PROBLEM TO WORK ON: Gather each line in the entries that includes the string "label".

PROVIDED DATA:
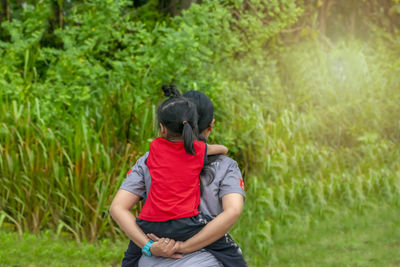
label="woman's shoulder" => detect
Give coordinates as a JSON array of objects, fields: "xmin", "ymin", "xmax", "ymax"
[
  {"xmin": 208, "ymin": 155, "xmax": 239, "ymax": 169},
  {"xmin": 206, "ymin": 155, "xmax": 244, "ymax": 192},
  {"xmin": 135, "ymin": 151, "xmax": 149, "ymax": 165},
  {"xmin": 125, "ymin": 152, "xmax": 149, "ymax": 174}
]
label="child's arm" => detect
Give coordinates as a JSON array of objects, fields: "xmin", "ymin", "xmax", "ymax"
[{"xmin": 207, "ymin": 144, "xmax": 228, "ymax": 155}]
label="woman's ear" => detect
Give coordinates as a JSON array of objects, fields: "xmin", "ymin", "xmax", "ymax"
[
  {"xmin": 202, "ymin": 119, "xmax": 215, "ymax": 139},
  {"xmin": 208, "ymin": 119, "xmax": 215, "ymax": 132}
]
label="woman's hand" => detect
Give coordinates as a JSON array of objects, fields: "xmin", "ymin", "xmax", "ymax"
[
  {"xmin": 149, "ymin": 236, "xmax": 183, "ymax": 259},
  {"xmin": 151, "ymin": 193, "xmax": 244, "ymax": 254}
]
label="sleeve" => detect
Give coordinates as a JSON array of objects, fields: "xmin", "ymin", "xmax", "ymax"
[
  {"xmin": 204, "ymin": 143, "xmax": 208, "ymax": 166},
  {"xmin": 218, "ymin": 160, "xmax": 246, "ymax": 199},
  {"xmin": 195, "ymin": 140, "xmax": 207, "ymax": 167},
  {"xmin": 119, "ymin": 153, "xmax": 148, "ymax": 199}
]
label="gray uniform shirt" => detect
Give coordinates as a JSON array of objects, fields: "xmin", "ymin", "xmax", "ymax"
[{"xmin": 120, "ymin": 153, "xmax": 245, "ymax": 267}]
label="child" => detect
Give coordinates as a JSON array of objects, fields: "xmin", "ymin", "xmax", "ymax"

RESULT FOR THIS EXERCISE:
label="woman's shoulder" => detect
label="child's arm" => detect
label="woman's ear" => detect
label="woman's hand" => detect
label="sleeve" => detect
label="gray uniform shirt" => detect
label="child" => detect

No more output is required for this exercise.